▶ **Stated goal**
Update the material below by changing every "gavel" to "mallet" and keeping everything else the same. Omit the pictures from your answer.

___ Records shown

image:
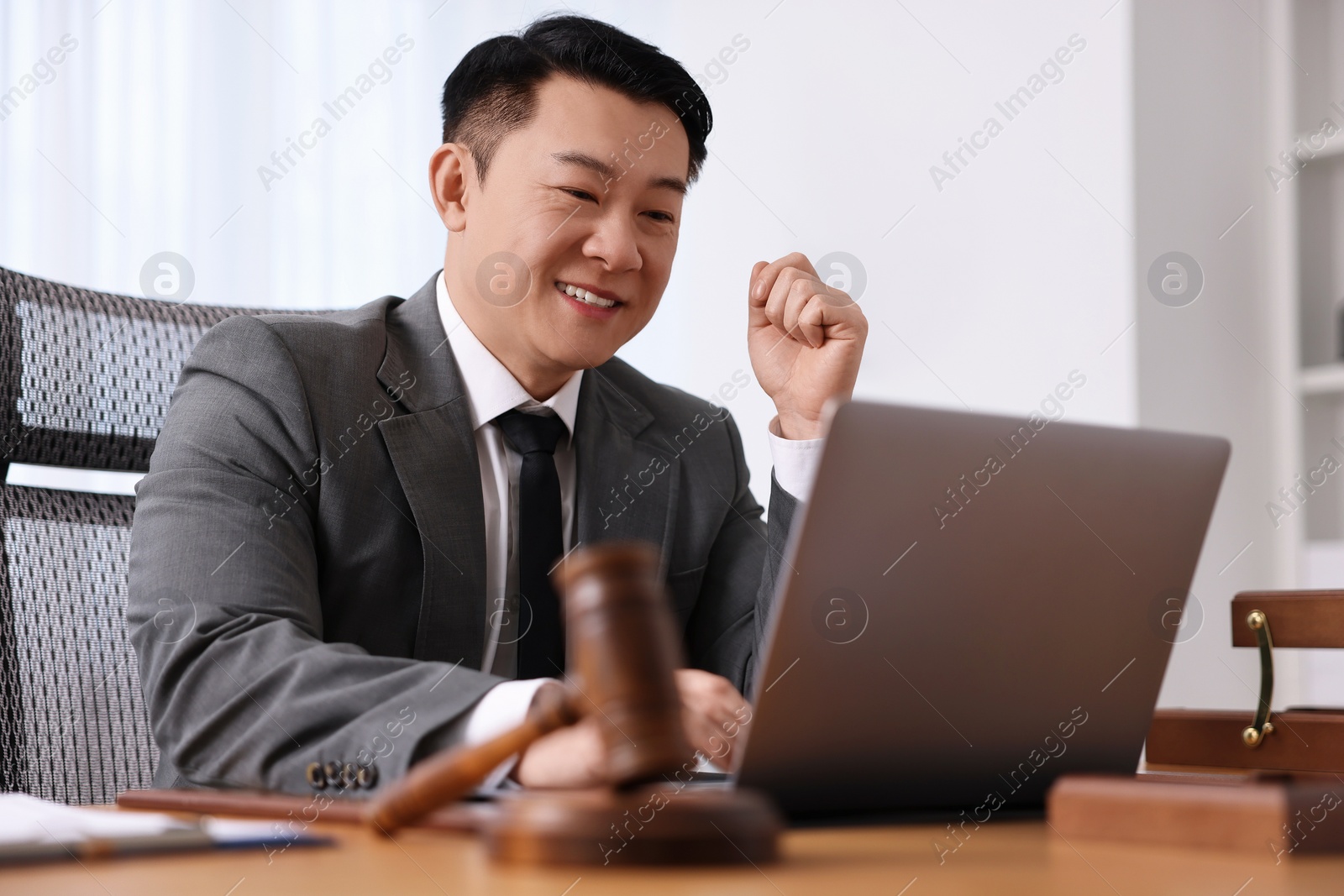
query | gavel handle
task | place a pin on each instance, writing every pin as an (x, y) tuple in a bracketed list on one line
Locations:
[(452, 774)]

______

▶ **Output**
image:
query | mallet handle
task | place a pin on each instance, writing every pin as an (x, y) tuple in a bracketed list on one line
Locations:
[(452, 774)]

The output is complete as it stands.